Could you reproduce all of the material with "mask outline" switched to "polygon trace" wherever it occurs and everything else left unchanged?

(Data items)
** begin **

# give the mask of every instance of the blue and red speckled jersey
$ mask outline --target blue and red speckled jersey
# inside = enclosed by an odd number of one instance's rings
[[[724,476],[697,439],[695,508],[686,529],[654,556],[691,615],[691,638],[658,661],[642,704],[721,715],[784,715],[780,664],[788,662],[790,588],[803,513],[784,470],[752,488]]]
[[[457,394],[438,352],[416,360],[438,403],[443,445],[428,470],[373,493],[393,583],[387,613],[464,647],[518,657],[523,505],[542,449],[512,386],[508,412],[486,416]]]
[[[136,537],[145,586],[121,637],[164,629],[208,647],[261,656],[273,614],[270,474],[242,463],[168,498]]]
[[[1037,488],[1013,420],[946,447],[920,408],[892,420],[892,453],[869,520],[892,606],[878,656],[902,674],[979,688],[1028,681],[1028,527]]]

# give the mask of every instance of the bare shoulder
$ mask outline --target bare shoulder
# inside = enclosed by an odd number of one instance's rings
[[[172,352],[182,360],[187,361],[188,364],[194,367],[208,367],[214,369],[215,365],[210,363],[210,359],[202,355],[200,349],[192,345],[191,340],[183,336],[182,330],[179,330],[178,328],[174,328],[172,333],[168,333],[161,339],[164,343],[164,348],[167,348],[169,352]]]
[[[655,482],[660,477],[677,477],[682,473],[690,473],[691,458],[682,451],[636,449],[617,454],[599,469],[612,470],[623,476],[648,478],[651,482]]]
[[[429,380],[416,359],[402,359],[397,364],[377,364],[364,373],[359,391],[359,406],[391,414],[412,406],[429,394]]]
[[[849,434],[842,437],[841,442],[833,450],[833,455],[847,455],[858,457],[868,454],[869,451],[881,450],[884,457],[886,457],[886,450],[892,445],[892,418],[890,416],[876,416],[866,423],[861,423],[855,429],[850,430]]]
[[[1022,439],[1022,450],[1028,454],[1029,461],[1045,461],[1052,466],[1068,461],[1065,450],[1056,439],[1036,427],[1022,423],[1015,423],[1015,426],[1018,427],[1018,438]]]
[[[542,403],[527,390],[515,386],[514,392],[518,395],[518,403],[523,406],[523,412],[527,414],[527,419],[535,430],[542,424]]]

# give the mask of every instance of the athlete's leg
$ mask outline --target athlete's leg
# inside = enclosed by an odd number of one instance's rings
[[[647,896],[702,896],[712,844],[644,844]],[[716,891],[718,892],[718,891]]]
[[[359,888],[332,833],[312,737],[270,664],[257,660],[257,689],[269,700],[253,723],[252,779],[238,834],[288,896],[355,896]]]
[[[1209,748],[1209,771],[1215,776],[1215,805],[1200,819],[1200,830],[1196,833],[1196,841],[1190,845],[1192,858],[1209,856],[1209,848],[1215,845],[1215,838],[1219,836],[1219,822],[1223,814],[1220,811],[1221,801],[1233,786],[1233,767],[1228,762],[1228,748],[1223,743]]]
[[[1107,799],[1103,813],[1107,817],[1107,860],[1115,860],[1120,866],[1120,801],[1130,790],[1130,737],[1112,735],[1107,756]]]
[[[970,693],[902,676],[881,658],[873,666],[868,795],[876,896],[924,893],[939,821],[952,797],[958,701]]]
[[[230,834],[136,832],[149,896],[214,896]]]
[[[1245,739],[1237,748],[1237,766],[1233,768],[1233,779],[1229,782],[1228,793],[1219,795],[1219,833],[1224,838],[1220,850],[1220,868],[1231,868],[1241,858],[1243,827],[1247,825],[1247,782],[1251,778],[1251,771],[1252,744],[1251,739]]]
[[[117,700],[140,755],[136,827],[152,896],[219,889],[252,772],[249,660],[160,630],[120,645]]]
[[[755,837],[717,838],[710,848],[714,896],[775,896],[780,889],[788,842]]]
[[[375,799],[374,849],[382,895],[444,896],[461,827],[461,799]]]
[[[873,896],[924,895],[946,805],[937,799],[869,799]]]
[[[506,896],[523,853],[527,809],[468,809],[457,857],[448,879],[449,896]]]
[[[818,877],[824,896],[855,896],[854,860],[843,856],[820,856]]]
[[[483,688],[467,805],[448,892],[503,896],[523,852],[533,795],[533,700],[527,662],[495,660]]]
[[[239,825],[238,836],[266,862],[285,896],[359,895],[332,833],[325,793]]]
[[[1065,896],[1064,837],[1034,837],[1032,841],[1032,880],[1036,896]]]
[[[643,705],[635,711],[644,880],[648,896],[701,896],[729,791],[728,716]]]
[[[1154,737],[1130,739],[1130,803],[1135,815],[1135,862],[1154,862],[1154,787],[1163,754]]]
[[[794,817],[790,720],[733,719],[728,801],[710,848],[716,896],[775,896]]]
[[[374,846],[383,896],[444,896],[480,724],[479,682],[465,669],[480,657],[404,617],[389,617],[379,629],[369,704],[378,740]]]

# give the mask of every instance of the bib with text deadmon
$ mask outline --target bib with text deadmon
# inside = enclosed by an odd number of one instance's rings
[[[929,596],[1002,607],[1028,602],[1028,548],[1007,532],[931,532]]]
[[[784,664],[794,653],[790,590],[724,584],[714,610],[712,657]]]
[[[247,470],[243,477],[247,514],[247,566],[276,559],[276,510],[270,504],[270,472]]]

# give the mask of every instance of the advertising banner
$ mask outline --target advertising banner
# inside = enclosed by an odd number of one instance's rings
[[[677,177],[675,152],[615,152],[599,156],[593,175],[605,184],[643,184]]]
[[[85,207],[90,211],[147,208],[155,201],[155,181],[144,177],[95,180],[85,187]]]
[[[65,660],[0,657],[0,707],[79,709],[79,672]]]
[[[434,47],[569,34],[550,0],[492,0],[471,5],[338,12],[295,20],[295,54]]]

** end **

**Output of the exercise:**
# give the mask of every instance of the blue and red speckled jersey
$ polygon trace --target blue and red speckled jersey
# inside = enclosed by an odd number of one instance's rings
[[[724,476],[697,439],[695,508],[686,529],[654,556],[691,615],[691,638],[658,661],[642,704],[721,715],[784,715],[780,664],[788,662],[790,588],[803,513],[784,470],[752,488]]]
[[[457,394],[438,352],[416,360],[438,403],[443,445],[428,470],[373,493],[393,583],[387,613],[464,647],[518,657],[523,505],[542,449],[512,386],[508,412],[486,416]]]
[[[136,537],[145,586],[121,637],[164,629],[208,647],[261,656],[273,614],[270,474],[242,463],[168,498]]]
[[[1037,488],[1013,420],[946,447],[920,408],[892,420],[892,453],[869,520],[892,606],[878,656],[902,674],[979,688],[1028,681],[1028,527]]]

# give the mask of every instance of the bare shoulder
$ polygon trace --target bare shoulder
# inside = enclosed by an odd number of one instance's rings
[[[172,352],[182,360],[187,361],[188,364],[194,367],[208,367],[214,369],[215,365],[210,363],[210,359],[202,355],[200,349],[192,345],[191,340],[183,336],[182,330],[179,330],[178,328],[174,328],[172,333],[168,333],[161,339],[164,343],[164,348],[167,348],[169,352]]]
[[[655,482],[660,477],[677,477],[682,473],[690,473],[691,458],[682,451],[636,449],[617,454],[599,469],[612,470],[623,476],[648,478],[651,482]]]
[[[429,380],[416,359],[402,359],[397,364],[377,364],[364,373],[359,391],[359,406],[391,414],[412,406],[429,394]]]
[[[849,434],[842,437],[841,442],[833,450],[833,455],[847,455],[858,457],[868,454],[869,451],[881,450],[884,457],[886,457],[886,450],[892,445],[892,418],[890,416],[876,416],[866,423],[861,423],[855,429],[850,430]]]
[[[1022,439],[1022,450],[1028,454],[1029,461],[1045,461],[1052,466],[1068,461],[1065,450],[1056,439],[1036,427],[1022,423],[1015,423],[1015,426],[1018,427],[1018,438]]]
[[[542,403],[527,390],[515,386],[514,392],[518,395],[518,403],[523,406],[523,412],[527,414],[527,419],[535,430],[542,424]]]

# give the mask of every instance of the athlete's leg
$ polygon trace --target athlete's leg
# inside = enclosed by an odd number of one instance's rings
[[[647,896],[702,896],[712,844],[644,844]],[[716,891],[718,892],[718,891]]]
[[[359,888],[332,833],[312,737],[270,664],[257,660],[257,689],[269,700],[253,723],[252,779],[238,834],[288,896],[355,896]]]
[[[1209,748],[1209,771],[1215,776],[1215,805],[1200,819],[1200,830],[1196,833],[1196,841],[1190,845],[1192,858],[1209,856],[1209,848],[1215,845],[1215,838],[1219,836],[1219,822],[1223,814],[1220,811],[1221,801],[1233,786],[1233,767],[1228,762],[1228,748],[1223,743]]]
[[[1107,799],[1103,813],[1107,817],[1107,860],[1115,860],[1120,866],[1120,801],[1130,790],[1130,737],[1112,735],[1107,756]]]
[[[970,693],[902,676],[881,658],[873,666],[868,795],[876,896],[924,893],[939,821],[952,797],[958,701]]]
[[[230,834],[136,832],[149,896],[214,896]]]
[[[1245,739],[1237,748],[1237,766],[1233,768],[1233,779],[1229,782],[1228,793],[1219,795],[1219,833],[1224,838],[1220,850],[1220,868],[1231,868],[1241,858],[1243,827],[1247,825],[1247,782],[1251,778],[1251,771],[1252,744],[1251,739]]]
[[[117,700],[140,755],[136,827],[152,896],[219,889],[252,772],[249,660],[160,630],[120,645]]]
[[[755,837],[717,838],[710,848],[714,896],[775,896],[780,889],[788,842]]]
[[[375,799],[374,849],[382,895],[444,896],[461,827],[461,799]]]
[[[873,896],[924,895],[946,805],[937,799],[869,799]]]
[[[506,896],[523,853],[527,809],[468,809],[457,857],[448,879],[449,896]]]
[[[818,877],[824,896],[855,896],[854,860],[843,856],[820,856]]]
[[[483,688],[467,805],[448,892],[503,896],[523,852],[533,795],[533,700],[527,662],[495,660]]]
[[[239,825],[238,836],[266,862],[285,896],[359,895],[332,833],[325,793]]]
[[[1065,896],[1064,837],[1034,837],[1032,841],[1032,880],[1036,896]]]
[[[643,705],[635,711],[644,880],[648,896],[701,896],[729,791],[728,716]]]
[[[1154,737],[1130,739],[1130,803],[1135,815],[1135,862],[1154,862],[1154,787],[1163,754]]]
[[[794,817],[790,720],[733,719],[728,801],[710,848],[716,896],[775,896]]]
[[[374,846],[383,896],[444,896],[480,724],[479,682],[465,669],[480,657],[404,617],[389,617],[379,629],[369,704],[378,740]]]

# give the mask of every instance of the bib with text deadmon
$ polygon trace --target bib with text deadmon
# inside = enclosed by an odd number of one instance's rings
[[[929,596],[1002,607],[1028,602],[1028,548],[1007,532],[931,532]]]
[[[784,664],[794,653],[790,590],[724,584],[714,610],[712,657]]]
[[[247,470],[243,477],[247,514],[247,566],[276,559],[276,510],[270,504],[270,472]]]

# give the mask of every instance of the advertising banner
$ polygon trace --target advertising banner
# inside = enclosed by an odd number of one instance's rings
[[[677,177],[675,152],[615,152],[599,156],[593,175],[605,184],[643,184]]]
[[[85,207],[90,211],[147,208],[155,201],[155,181],[144,177],[95,180],[85,187]]]
[[[65,660],[0,657],[0,707],[79,709],[79,672]]]
[[[434,47],[569,34],[550,0],[492,0],[471,5],[338,12],[295,20],[295,54]]]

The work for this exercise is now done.